-- ENTRIES SUPPLIED follows --
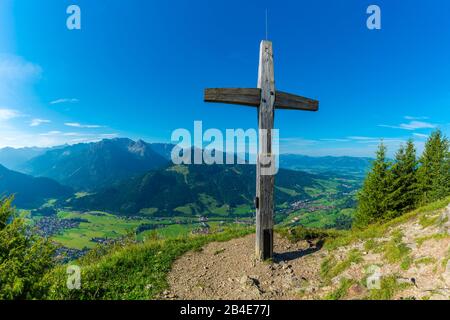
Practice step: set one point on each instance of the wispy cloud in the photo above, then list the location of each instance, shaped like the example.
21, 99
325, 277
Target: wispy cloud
416, 118
50, 133
420, 135
79, 125
65, 100
412, 125
335, 140
13, 68
38, 122
415, 123
7, 114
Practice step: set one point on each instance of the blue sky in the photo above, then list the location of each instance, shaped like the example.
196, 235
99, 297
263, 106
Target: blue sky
-- ENTRIES SUPPLIED concluded --
** TASK TO COMPLETE **
Wherever the word "then" turns up in the records, copy out the line it is on.

** OUTPUT OF THE EXERCISE **
Practice step: set one point on each instance of the wispy cloud in the photo above, then list the location of each instance, shaped like the example.
Practice step: set one point on each instance of the blue sky in the photo above, then list the location of each instance, shaped like the example.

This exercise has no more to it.